→ Инструкции к заданиям
1. Перескажите короче или в виде списка абзац фрагмента о шасу, начинающийся словами «Добавим, что как определенную этногруппу», сохранив его основные сведения.
2. Продолжите фрагмент о шасу, начав сразу после его последнего предложения.

Наконец, еще одно важное упоминание шасу содержится в письмах из храма Амона в Карнаке, где речь идет о кампании Рамсеса IX против шасу, локализируемых на крайнем юге Египта [23] . Однако этот пример в любом случае вряд ли может доказывать даже и позднейшее, а тем более первоначальное применение термина шасу в социальном смысле; ничто как будто не мешает рассматривать этих шасу как мигрантов из Азии. Все остальные упоминания о шасу в Египте хорошо согласуются с данными источников об угоне и перемещении шасу в Египет эпохи Нового Царства.

Сам термин "шасу" может рассматриваться как этнический термин неегипетского происхождения; остается неизвестным, имел ли он значение "добычливый/грабитель" изначально, или приобрел таковое в иных языках в ходе враждебных контактов реальных шасу с их носителями. Точно так же невозможно решить вопрос о том, является ли египетское слово "шасу" = "пастух" консонантным омонимом к этнониму "шасу" (напомним, что вокализация нам неизвестна для обоих терминов), или именно это название кочевого народа естественно вошло в египетскую речь в переносном значении "пастух" (это значение не зарегистрировано для слова "шасу" ни в одном из древнеегипетских текстов, так что его следует считать вторичным). Как бы то ни было, следует считать доказанным, что "шасу" памятников Нового Царства обозначает не "номадов" — "кочевников вообще", а определенную этнополитическую общность (совокупность родственных этнополитических общностей), занимающих определенную территорию; надо думать, что "шасу", поселившийся в городе, не перестал бы быть для египтян "шасу", как и деурбанизированный хуррит в "шасу" бы не превратился. Более того, нет даже уверенности, что общность шасу вообще была кочевой, хотя ее основная (южная) локализация делает такое предположение наиболее вероятным, а значение "шасу-пастух" хорошо согласуется с ним.

Добавим, что как определенную этногруппу людей шасу характеризуют и их египетские изображения, приписывающие им совершенно особую внешность. Кстати, такие изображения можно различить и в сцене битвы при Кадеше [24], и на рельефах Сети I, что говорит об этногенетическом родстве северных шасу, вовлеченных в Кадешский инцидент (см. выше), с южными, представленными у Сети.

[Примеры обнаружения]
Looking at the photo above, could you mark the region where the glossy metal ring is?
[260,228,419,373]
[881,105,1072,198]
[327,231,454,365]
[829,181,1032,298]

* * *

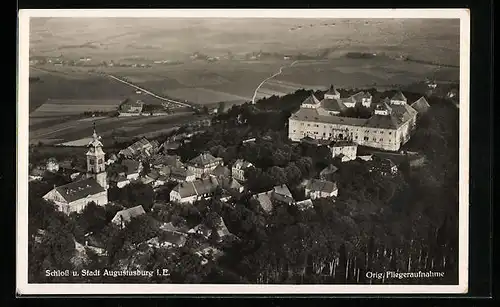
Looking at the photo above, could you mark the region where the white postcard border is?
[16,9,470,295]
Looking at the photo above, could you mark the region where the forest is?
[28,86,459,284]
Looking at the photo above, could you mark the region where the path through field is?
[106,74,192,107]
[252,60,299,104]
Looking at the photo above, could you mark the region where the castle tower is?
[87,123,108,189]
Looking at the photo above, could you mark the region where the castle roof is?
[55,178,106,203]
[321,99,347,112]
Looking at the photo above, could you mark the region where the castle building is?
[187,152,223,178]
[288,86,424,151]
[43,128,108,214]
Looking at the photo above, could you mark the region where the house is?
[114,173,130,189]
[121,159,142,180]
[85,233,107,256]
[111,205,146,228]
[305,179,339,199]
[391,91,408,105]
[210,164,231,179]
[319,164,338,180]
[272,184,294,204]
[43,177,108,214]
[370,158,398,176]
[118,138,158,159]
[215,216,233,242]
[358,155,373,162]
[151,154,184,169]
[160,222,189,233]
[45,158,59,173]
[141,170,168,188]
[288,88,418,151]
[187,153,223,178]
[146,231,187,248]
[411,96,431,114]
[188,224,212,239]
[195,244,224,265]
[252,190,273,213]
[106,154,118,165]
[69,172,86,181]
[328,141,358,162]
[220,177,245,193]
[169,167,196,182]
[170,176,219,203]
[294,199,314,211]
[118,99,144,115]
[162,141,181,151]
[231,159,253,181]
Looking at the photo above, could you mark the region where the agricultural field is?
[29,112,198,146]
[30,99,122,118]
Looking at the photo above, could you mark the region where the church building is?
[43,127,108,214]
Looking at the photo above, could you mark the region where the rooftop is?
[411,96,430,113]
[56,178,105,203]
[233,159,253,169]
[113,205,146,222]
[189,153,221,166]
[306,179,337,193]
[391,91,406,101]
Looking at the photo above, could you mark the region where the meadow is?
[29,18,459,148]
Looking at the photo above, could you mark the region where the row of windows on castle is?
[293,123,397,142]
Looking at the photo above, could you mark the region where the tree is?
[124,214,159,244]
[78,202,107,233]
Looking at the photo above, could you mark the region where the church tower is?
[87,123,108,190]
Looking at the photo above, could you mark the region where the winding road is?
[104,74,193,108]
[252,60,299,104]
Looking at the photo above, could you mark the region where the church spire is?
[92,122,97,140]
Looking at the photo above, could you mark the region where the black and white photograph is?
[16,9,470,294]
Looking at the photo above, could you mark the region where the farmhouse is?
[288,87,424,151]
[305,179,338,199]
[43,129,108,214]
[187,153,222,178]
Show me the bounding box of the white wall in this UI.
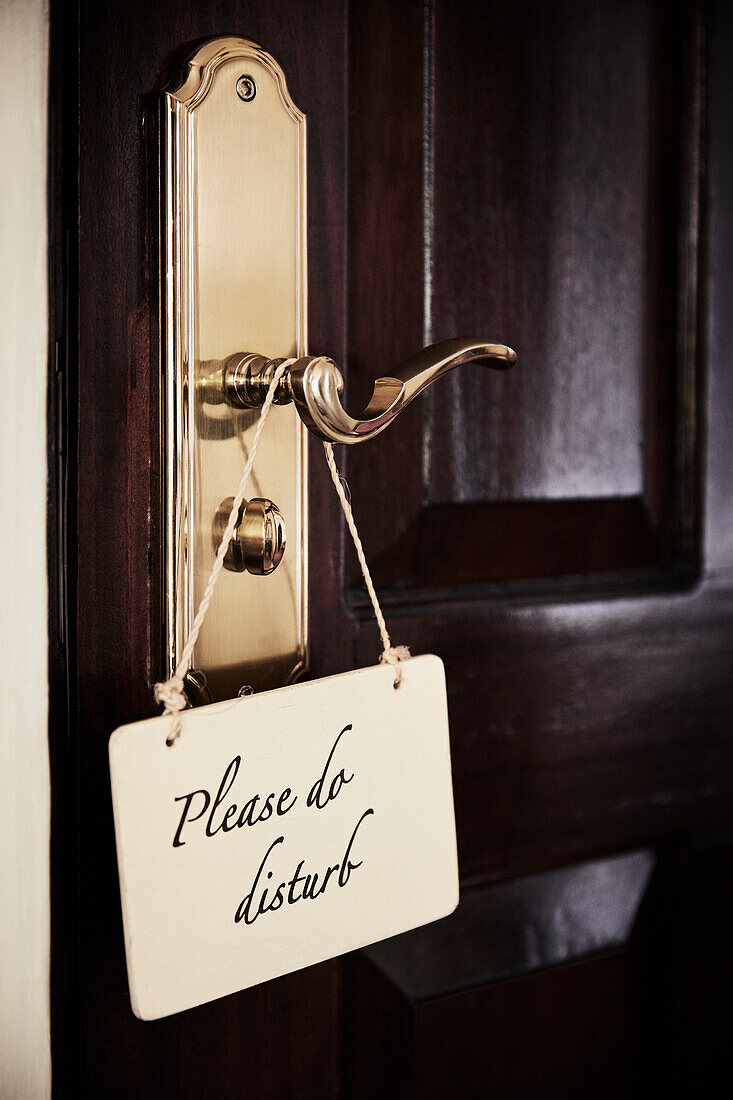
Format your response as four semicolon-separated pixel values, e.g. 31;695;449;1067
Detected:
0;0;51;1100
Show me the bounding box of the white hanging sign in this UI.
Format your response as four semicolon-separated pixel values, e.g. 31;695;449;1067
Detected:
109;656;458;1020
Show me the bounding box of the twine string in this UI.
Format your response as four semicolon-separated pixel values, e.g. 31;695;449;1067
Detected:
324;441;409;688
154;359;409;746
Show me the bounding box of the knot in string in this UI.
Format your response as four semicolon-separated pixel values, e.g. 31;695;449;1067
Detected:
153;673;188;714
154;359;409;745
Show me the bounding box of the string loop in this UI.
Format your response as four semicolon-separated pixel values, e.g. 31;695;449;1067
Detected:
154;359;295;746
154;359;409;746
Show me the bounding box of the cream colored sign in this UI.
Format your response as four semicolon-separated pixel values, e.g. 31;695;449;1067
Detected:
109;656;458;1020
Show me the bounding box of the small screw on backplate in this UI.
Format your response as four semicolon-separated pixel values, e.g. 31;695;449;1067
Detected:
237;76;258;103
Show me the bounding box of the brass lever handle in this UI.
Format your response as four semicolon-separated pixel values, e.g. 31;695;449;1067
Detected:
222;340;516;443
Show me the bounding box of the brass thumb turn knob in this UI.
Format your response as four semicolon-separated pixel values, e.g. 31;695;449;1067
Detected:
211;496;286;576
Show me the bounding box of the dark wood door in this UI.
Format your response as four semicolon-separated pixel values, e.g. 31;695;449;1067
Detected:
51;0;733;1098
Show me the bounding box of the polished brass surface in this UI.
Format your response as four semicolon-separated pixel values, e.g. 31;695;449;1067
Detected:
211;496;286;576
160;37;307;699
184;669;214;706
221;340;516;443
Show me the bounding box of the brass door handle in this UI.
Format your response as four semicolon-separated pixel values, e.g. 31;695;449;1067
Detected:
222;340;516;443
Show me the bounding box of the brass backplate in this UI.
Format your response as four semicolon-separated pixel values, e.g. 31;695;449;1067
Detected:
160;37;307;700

→ Список ответов
1.
- Египетские изображения тоже характеризуют шасу как определенную этногруппу, так как приписывают им совершенно особую внешность.
- Такие изображения можно различить в сцене битвы при Кадеше и на рельефах Сети I.
- Это говорит об этногенетическом родстве северных шасу, вовлеченных в Кадешский инцидент, с южными шасу, представленными у Сети.

2.
Разумеется, термин, подобный описанному выше, мог бы употребляться в Египте и как псевдоэтноним с географической "подкладкой", т. е., обозначать всякий народ, живший на той же территории, что и исконные "шасу" и чем-то ассоциирующийся с ними в глазах египтян (ср. византийское применение термина "скифы" для самых различных тюркских и славянских народов), однако и в этом случае мы имели бы дело не с соционимом, а с (псевдо)этнонимом, когда в каждом случае его употребления имеется в виду определенное этнопостестарное сообщество (а не элемент совокупности социально схожих представителей разных сообществ).

Но если шасу — не социально-экономический термин, а название этнополитической группы, то вполне справедливо будет задаться вопросом о том, какому из народов, упомянутых в Ветхом Завете, эта группа может соответствовать. В самом деле, Ветхий Завет представляет весьма подробную этногеографическую картину Палестины последних веков II тыс. до н.э., в том числе тех (XIII-XII вв.), для которых египетскими данными заведомо зарегистрированы шасу. Очевидно, что библейский кандидат на такое отождествление должен занимать ту и именно ту территорию, на которой египтяне располагают шасу (причем именно южный их центр, поскольку северный, южносирийский, вообще не попадает в ареал сколько-нибудь подробных географических данных Ветхого Завета); кроме того, желательно, чтобы Библия характеризовала его как древний, доеврейский народ. И такой народ в Библии действительно немедленно находится: это Амалек, расселяющийся от Эдома и Сеира (включительно) по Синаю вплоть до египетской границы (I Хроник 4: 42-43; Исх. 17) — т. е., в точности в южном регионе шасу. Решающим аргументом здесь видится предложение А.А.Немировского о сопоставлении трех групп данных — географического совпадения описываемого в египетских источниках ареала шасу XIII-XII вв. с территорией единовременных амалекитов (1); египетской традиции о гиксосах (т. е., по прямому указанию Манефона, "царях шасу" [25]) — азиатах, захвативших Египет (2); и независимой арабской традиции о захвативших Египет амалекитских царях(3) [26]. Благодаря такому сопоставлению выстраиваются подтверждающие друг друга взаимосвязи между "гиксосами" как "шасу", "шасу" как "амалеком"(1) и "амалеком" как "гиксосами" (3), обеспечивающие довольно жесткое отождествление всех трех терминов [27].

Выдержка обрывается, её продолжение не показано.